[Task goal]: From first line to last, retype the data exactly.

[Collected data]:
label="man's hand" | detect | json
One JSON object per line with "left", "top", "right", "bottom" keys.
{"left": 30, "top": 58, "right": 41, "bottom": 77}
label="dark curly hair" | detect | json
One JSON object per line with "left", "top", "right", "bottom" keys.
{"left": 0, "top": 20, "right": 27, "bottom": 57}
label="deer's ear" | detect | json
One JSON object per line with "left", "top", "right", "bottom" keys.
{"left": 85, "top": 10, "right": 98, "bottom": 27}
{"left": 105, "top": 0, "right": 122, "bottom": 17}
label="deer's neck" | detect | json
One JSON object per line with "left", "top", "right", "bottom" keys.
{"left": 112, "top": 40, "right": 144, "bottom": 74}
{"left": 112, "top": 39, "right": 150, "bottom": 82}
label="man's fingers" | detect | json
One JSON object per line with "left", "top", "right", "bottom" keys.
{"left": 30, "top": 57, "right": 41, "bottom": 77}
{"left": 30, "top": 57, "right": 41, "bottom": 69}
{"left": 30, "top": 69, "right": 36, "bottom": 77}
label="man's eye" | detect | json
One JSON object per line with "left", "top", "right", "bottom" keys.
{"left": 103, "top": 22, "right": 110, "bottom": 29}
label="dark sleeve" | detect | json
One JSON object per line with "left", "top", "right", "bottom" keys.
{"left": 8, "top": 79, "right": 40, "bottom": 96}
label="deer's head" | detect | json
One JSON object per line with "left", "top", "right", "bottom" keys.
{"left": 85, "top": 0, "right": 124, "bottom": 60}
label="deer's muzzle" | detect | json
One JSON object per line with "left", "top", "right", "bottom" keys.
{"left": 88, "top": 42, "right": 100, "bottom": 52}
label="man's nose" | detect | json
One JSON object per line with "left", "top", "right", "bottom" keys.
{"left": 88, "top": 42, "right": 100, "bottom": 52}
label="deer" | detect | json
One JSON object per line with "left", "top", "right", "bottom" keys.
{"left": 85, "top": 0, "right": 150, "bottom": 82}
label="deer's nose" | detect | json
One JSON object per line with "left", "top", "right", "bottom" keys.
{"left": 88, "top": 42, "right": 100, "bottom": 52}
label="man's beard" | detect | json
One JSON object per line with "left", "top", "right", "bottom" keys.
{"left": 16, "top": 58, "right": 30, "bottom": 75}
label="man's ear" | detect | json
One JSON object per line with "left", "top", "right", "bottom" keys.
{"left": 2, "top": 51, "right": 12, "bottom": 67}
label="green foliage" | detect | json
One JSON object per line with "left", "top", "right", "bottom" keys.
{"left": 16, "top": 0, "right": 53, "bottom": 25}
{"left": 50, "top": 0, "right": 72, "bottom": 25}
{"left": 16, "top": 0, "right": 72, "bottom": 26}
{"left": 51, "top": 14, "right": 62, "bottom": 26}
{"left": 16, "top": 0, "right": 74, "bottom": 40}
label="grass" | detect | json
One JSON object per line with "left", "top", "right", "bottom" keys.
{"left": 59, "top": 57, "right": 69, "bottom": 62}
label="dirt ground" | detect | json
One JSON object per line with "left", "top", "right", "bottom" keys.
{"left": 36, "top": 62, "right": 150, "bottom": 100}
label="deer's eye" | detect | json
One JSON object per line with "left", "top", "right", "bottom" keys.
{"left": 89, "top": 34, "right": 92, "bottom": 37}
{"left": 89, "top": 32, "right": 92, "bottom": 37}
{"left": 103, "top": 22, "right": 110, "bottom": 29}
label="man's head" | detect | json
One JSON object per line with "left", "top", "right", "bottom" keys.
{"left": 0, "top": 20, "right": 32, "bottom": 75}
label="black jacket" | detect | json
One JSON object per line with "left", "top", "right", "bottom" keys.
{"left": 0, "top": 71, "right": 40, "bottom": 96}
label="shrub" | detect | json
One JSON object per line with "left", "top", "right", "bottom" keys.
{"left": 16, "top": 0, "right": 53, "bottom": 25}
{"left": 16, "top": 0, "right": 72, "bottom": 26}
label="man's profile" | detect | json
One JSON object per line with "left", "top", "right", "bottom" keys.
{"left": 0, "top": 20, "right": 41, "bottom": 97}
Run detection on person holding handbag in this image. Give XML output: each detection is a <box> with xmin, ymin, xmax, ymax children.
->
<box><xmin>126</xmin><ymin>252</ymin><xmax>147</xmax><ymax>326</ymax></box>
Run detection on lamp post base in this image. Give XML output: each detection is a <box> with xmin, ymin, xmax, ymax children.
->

[Exercise output]:
label="man's hand" | detect | json
One JSON object per line with "left", "top", "right", "bottom" keys.
{"left": 30, "top": 58, "right": 41, "bottom": 77}
label="dark curly hair" | detect | json
One JSON object per line with "left", "top", "right", "bottom" keys.
{"left": 0, "top": 20, "right": 27, "bottom": 57}
label="deer's ear" | detect | json
One JSON object per line with "left", "top", "right", "bottom" keys.
{"left": 85, "top": 10, "right": 98, "bottom": 27}
{"left": 105, "top": 0, "right": 122, "bottom": 17}
label="deer's neck" | detect | json
One JSON object per line with "left", "top", "right", "bottom" keys.
{"left": 112, "top": 40, "right": 144, "bottom": 74}
{"left": 112, "top": 39, "right": 150, "bottom": 82}
label="man's fingers" | detect | json
One JSON object per line with "left", "top", "right", "bottom" keys.
{"left": 30, "top": 57, "right": 41, "bottom": 77}
{"left": 30, "top": 57, "right": 41, "bottom": 69}
{"left": 30, "top": 69, "right": 36, "bottom": 77}
label="man's eye" | detect | json
One JSON object per line with "left", "top", "right", "bottom" keys.
{"left": 103, "top": 22, "right": 110, "bottom": 29}
label="dark sleeve" | detect | json
One JSON object per line with "left", "top", "right", "bottom" keys.
{"left": 8, "top": 79, "right": 40, "bottom": 96}
label="deer's head" | detect | json
One JSON object per line with "left", "top", "right", "bottom" keys.
{"left": 85, "top": 0, "right": 124, "bottom": 60}
label="deer's muzzle" | detect | json
One JSON object per line with "left", "top", "right", "bottom" keys.
{"left": 88, "top": 42, "right": 100, "bottom": 52}
label="man's nose" | detect | json
One JSON object per line with "left", "top", "right", "bottom" keys.
{"left": 88, "top": 42, "right": 100, "bottom": 52}
label="deer" | detect | json
One JSON object per line with "left", "top", "right", "bottom" keys.
{"left": 85, "top": 0, "right": 150, "bottom": 82}
label="deer's nose" | detect | json
One JSON object per line with "left", "top", "right", "bottom" keys.
{"left": 88, "top": 42, "right": 100, "bottom": 52}
label="man's beard" | detect | json
One JSON object per line with "left", "top", "right", "bottom" keys.
{"left": 16, "top": 58, "right": 30, "bottom": 75}
label="man's ear" | detect | json
One JSON object per line with "left", "top", "right", "bottom" keys.
{"left": 2, "top": 51, "right": 12, "bottom": 67}
label="green foliage" | detect | json
One JSON object per line with "left", "top", "right", "bottom" keys.
{"left": 16, "top": 0, "right": 53, "bottom": 25}
{"left": 50, "top": 0, "right": 72, "bottom": 25}
{"left": 16, "top": 0, "right": 72, "bottom": 26}
{"left": 51, "top": 14, "right": 62, "bottom": 26}
{"left": 16, "top": 0, "right": 74, "bottom": 40}
label="grass" | detect | json
One JSON object per line with "left", "top", "right", "bottom" keys.
{"left": 59, "top": 57, "right": 69, "bottom": 62}
label="dirt ground" | detect | json
One JSON object per line with "left", "top", "right", "bottom" keys.
{"left": 36, "top": 62, "right": 150, "bottom": 100}
label="deer's eye" | detect | json
One JSON object per line with "left", "top", "right", "bottom" keys.
{"left": 89, "top": 34, "right": 92, "bottom": 37}
{"left": 89, "top": 32, "right": 92, "bottom": 37}
{"left": 103, "top": 22, "right": 110, "bottom": 29}
label="man's head" | detect | json
One JSON object per line with "left", "top", "right", "bottom" keys.
{"left": 0, "top": 20, "right": 32, "bottom": 75}
label="black jacket" | detect | json
One JSON object per line with "left", "top", "right", "bottom" keys.
{"left": 0, "top": 71, "right": 40, "bottom": 96}
label="shrub" | detect | json
One JSON object per line with "left", "top", "right", "bottom" keys.
{"left": 16, "top": 0, "right": 53, "bottom": 25}
{"left": 16, "top": 0, "right": 72, "bottom": 26}
label="man's profile" | detect | json
One JSON object per line with "left", "top", "right", "bottom" keys.
{"left": 0, "top": 20, "right": 41, "bottom": 97}
Run detection on person holding handbag in this image. Give XML output: each detection is a <box> with xmin, ymin, xmax, ymax children.
->
<box><xmin>126</xmin><ymin>252</ymin><xmax>147</xmax><ymax>326</ymax></box>
Run detection on lamp post base in this image. Give XML output: each detection is a <box> with xmin, ymin, xmax, ymax children.
->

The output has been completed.